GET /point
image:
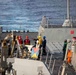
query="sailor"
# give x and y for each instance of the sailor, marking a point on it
(69, 56)
(44, 45)
(27, 41)
(20, 40)
(64, 48)
(40, 41)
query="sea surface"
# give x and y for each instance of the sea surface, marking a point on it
(27, 14)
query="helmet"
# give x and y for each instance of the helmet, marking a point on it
(44, 37)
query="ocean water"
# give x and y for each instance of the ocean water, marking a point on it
(27, 14)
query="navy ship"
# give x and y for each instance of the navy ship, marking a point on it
(52, 63)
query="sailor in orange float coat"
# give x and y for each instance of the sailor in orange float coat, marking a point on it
(69, 55)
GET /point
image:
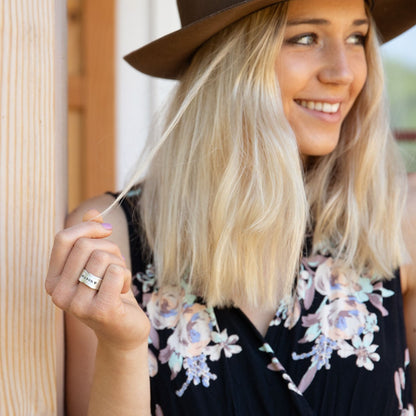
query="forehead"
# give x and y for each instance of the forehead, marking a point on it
(331, 9)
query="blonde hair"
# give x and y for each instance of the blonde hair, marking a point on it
(357, 193)
(224, 203)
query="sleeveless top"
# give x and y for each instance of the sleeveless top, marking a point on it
(334, 349)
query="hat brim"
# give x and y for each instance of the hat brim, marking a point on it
(169, 56)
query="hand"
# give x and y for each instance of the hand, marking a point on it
(112, 311)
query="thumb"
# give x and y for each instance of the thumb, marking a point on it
(93, 215)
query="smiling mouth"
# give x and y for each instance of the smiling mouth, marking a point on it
(319, 106)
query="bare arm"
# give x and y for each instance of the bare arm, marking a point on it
(409, 277)
(106, 331)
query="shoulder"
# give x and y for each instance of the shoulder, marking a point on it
(115, 216)
(408, 271)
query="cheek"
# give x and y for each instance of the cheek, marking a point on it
(360, 77)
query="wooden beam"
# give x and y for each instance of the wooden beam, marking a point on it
(99, 121)
(32, 201)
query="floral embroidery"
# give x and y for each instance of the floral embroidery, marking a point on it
(195, 336)
(342, 321)
(399, 385)
(275, 365)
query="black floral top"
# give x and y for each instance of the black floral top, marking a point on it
(333, 349)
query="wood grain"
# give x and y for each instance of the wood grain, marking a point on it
(32, 201)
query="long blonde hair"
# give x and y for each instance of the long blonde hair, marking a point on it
(224, 203)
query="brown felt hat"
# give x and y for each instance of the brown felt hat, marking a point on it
(168, 56)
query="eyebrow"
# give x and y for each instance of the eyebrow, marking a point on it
(294, 22)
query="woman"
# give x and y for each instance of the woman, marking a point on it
(265, 238)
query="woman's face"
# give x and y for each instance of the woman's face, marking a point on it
(321, 69)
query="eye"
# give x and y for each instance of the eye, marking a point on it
(357, 39)
(304, 39)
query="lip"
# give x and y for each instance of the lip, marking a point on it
(327, 117)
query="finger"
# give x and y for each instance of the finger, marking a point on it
(64, 242)
(90, 254)
(93, 215)
(76, 297)
(98, 265)
(116, 280)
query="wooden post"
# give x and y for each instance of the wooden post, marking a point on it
(32, 201)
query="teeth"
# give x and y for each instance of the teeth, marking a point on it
(320, 106)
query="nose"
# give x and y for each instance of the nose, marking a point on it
(336, 65)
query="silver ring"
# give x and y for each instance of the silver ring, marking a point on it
(90, 280)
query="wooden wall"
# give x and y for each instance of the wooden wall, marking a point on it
(32, 201)
(91, 98)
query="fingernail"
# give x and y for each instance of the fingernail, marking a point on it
(107, 226)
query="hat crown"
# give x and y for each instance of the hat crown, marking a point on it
(193, 10)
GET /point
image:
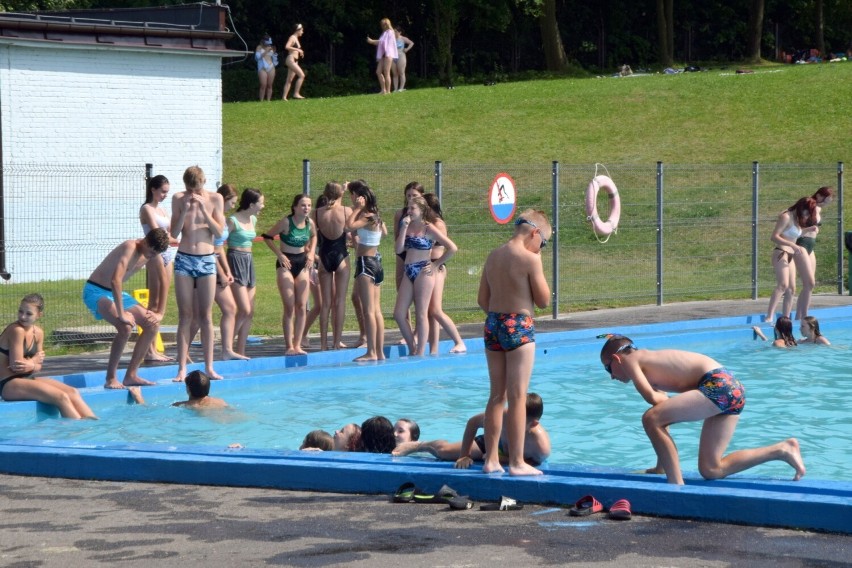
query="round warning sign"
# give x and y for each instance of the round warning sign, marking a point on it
(502, 198)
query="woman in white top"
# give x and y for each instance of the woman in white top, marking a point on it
(153, 216)
(788, 228)
(264, 55)
(369, 274)
(294, 53)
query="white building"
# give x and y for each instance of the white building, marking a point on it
(87, 98)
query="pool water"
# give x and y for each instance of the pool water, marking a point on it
(592, 420)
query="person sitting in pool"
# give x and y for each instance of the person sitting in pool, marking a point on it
(472, 447)
(106, 300)
(810, 330)
(198, 389)
(347, 438)
(783, 333)
(406, 430)
(317, 441)
(377, 436)
(21, 355)
(706, 391)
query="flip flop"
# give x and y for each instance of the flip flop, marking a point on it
(444, 495)
(460, 503)
(505, 504)
(405, 493)
(585, 506)
(620, 510)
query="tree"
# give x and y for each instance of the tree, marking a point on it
(754, 33)
(665, 32)
(545, 12)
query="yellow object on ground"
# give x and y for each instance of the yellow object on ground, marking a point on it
(141, 296)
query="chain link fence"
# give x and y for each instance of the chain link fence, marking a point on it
(687, 232)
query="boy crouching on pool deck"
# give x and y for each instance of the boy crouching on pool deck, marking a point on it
(512, 284)
(707, 392)
(198, 389)
(104, 297)
(472, 447)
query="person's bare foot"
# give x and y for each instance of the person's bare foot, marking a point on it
(792, 454)
(136, 381)
(135, 394)
(525, 469)
(233, 355)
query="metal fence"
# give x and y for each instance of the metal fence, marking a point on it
(687, 231)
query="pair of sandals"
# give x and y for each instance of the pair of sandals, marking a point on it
(620, 510)
(410, 493)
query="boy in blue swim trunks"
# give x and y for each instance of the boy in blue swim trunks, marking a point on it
(104, 297)
(512, 285)
(706, 391)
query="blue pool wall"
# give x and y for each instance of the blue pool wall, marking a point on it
(821, 505)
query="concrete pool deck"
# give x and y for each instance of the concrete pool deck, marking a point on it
(414, 534)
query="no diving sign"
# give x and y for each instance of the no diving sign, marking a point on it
(502, 198)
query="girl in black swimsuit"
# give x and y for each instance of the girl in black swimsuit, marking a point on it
(21, 355)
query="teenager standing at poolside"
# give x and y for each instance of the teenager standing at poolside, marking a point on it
(417, 235)
(806, 262)
(334, 266)
(512, 284)
(788, 228)
(386, 52)
(198, 216)
(437, 317)
(21, 356)
(241, 233)
(369, 274)
(295, 258)
(152, 216)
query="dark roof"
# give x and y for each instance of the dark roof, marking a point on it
(191, 27)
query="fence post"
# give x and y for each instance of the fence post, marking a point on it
(555, 238)
(439, 176)
(755, 186)
(659, 233)
(306, 177)
(840, 233)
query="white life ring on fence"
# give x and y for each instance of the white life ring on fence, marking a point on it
(603, 228)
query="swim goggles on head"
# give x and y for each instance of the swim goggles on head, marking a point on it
(625, 347)
(522, 221)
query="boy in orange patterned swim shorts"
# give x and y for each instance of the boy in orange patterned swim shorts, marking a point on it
(512, 284)
(707, 391)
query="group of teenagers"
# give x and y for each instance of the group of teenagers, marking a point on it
(704, 389)
(391, 61)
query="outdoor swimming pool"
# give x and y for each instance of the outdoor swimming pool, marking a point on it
(592, 420)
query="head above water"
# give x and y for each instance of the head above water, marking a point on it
(197, 384)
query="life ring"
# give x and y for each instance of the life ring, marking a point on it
(609, 226)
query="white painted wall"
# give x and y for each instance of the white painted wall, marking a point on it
(88, 108)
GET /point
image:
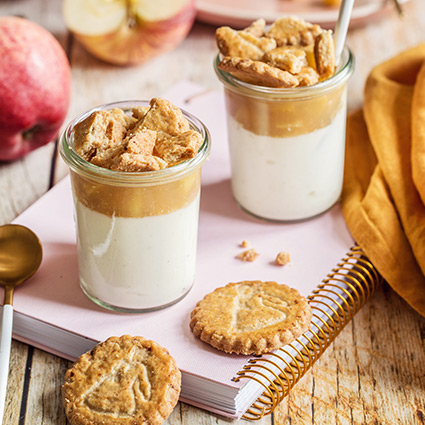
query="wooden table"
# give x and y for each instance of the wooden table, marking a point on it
(374, 373)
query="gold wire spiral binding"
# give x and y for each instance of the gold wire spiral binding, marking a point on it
(334, 303)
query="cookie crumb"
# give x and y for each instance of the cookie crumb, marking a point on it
(248, 255)
(283, 258)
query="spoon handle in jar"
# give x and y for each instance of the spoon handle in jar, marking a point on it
(5, 344)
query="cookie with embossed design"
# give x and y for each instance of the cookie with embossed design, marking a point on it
(251, 317)
(124, 380)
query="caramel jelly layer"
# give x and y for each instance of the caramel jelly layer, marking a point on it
(136, 201)
(284, 118)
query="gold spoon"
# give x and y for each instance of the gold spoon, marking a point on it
(20, 257)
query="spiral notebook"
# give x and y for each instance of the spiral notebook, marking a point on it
(52, 313)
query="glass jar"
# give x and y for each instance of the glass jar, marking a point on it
(287, 145)
(136, 231)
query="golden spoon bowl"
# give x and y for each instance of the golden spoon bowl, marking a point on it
(20, 256)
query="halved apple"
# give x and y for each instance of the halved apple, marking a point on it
(126, 32)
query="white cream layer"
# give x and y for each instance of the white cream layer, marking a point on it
(137, 263)
(288, 178)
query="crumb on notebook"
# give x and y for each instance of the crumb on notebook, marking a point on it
(283, 258)
(248, 255)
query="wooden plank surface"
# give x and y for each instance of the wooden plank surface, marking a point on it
(374, 373)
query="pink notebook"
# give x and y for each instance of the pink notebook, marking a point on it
(52, 313)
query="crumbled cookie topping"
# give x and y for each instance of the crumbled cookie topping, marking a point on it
(291, 53)
(248, 255)
(150, 138)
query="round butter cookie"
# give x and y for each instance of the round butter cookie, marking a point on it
(251, 317)
(124, 380)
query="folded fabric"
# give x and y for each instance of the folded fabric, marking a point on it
(383, 199)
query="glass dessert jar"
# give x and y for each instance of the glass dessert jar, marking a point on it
(287, 145)
(136, 231)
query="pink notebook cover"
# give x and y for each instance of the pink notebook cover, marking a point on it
(53, 294)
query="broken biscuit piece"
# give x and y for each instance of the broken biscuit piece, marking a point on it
(179, 148)
(293, 31)
(297, 53)
(257, 28)
(140, 139)
(243, 44)
(287, 58)
(256, 72)
(307, 76)
(163, 116)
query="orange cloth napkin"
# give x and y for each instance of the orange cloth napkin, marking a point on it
(383, 199)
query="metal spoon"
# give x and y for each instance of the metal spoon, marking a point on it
(20, 257)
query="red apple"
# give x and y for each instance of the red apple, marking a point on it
(125, 32)
(35, 82)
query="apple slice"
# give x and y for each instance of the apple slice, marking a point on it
(128, 31)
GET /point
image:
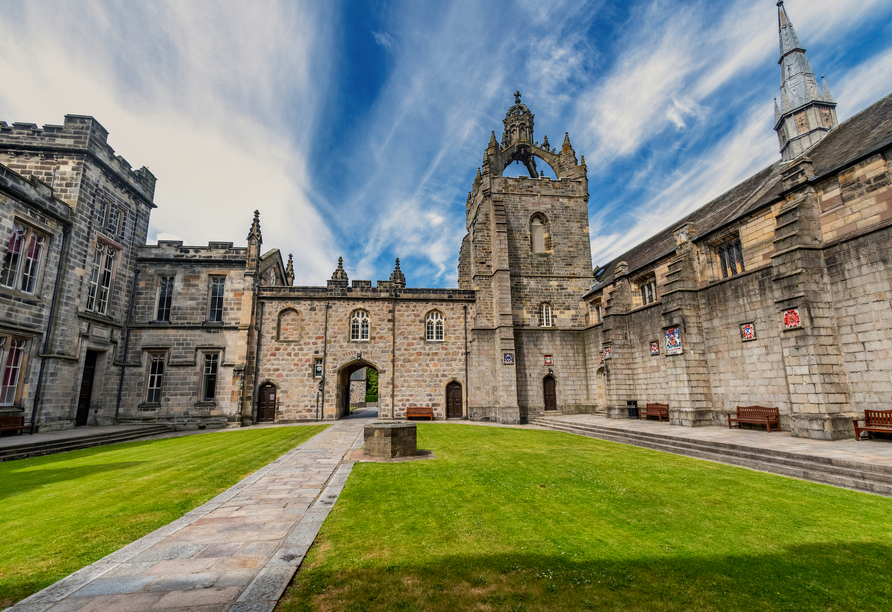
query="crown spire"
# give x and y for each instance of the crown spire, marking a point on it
(805, 114)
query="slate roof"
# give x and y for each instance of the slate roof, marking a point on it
(865, 133)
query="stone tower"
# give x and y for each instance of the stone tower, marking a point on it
(805, 113)
(527, 253)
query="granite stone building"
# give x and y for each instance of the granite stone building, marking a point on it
(777, 293)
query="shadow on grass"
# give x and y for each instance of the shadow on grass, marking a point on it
(833, 576)
(26, 478)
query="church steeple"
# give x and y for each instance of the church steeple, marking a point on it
(806, 113)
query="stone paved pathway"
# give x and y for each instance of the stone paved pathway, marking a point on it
(235, 553)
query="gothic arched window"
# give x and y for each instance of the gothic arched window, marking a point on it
(435, 327)
(546, 319)
(359, 326)
(537, 235)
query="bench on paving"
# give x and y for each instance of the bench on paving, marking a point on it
(756, 415)
(15, 423)
(879, 421)
(660, 411)
(419, 412)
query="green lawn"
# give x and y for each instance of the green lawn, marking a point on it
(63, 512)
(530, 520)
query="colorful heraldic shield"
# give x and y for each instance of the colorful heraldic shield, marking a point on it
(791, 319)
(673, 341)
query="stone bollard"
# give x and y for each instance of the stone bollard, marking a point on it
(389, 440)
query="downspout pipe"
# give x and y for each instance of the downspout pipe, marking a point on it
(51, 321)
(324, 362)
(467, 380)
(257, 365)
(126, 341)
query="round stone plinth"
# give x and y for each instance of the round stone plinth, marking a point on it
(389, 440)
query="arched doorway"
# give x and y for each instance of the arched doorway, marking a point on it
(266, 404)
(454, 401)
(347, 396)
(602, 390)
(549, 389)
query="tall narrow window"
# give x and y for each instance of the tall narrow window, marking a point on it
(731, 258)
(537, 234)
(11, 371)
(359, 326)
(649, 291)
(435, 327)
(545, 317)
(209, 377)
(101, 279)
(165, 299)
(32, 263)
(218, 287)
(13, 257)
(156, 374)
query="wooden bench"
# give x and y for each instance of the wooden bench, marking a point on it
(756, 415)
(660, 411)
(419, 412)
(15, 423)
(879, 421)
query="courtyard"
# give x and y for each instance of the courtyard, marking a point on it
(502, 519)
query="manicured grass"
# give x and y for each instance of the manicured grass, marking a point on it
(531, 520)
(63, 512)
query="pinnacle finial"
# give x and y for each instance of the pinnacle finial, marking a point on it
(254, 233)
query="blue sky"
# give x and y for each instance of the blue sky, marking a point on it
(356, 127)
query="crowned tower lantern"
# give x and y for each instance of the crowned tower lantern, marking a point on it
(804, 114)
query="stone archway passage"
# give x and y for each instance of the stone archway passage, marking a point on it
(454, 401)
(548, 386)
(266, 404)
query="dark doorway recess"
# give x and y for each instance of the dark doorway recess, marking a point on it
(550, 395)
(453, 401)
(266, 406)
(83, 398)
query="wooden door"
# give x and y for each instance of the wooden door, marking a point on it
(550, 395)
(83, 399)
(453, 401)
(266, 408)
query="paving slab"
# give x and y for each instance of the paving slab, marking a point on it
(237, 552)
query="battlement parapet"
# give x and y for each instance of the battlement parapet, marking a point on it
(173, 250)
(80, 134)
(35, 192)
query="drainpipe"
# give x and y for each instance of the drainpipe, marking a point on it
(51, 321)
(467, 382)
(126, 341)
(257, 365)
(324, 362)
(393, 360)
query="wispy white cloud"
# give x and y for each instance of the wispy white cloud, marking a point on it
(180, 89)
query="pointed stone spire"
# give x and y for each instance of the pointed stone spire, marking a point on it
(397, 277)
(289, 270)
(255, 228)
(340, 274)
(805, 114)
(828, 97)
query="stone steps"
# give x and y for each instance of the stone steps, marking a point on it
(64, 445)
(848, 474)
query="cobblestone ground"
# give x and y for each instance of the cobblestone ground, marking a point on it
(235, 553)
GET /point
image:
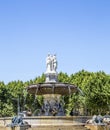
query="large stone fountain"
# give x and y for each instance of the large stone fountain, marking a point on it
(52, 90)
(52, 114)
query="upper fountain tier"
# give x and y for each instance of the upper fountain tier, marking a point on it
(51, 85)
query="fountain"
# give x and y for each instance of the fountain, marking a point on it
(52, 114)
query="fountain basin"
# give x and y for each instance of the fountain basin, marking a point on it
(50, 123)
(52, 88)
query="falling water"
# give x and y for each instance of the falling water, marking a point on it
(81, 92)
(25, 97)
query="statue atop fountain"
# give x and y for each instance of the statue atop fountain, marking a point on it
(51, 66)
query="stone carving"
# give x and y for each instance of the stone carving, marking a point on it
(51, 63)
(51, 66)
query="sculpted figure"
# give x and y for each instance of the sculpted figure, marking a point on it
(51, 63)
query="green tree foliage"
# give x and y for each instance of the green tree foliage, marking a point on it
(95, 98)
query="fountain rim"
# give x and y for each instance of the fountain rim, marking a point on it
(52, 88)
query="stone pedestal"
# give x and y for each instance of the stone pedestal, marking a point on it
(97, 127)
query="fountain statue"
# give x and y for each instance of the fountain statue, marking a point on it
(52, 90)
(52, 114)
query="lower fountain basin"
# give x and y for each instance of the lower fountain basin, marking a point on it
(50, 123)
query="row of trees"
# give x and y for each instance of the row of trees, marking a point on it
(94, 98)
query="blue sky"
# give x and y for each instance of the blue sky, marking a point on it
(77, 31)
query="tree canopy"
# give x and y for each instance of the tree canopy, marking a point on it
(93, 99)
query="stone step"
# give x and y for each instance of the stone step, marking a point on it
(58, 128)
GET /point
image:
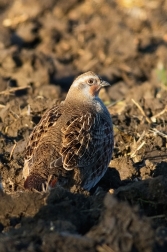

GIVEN INSTRUCTION:
Please count how many lines in the items above contain the word "felt" and give only that number.

FULL ANSWER:
2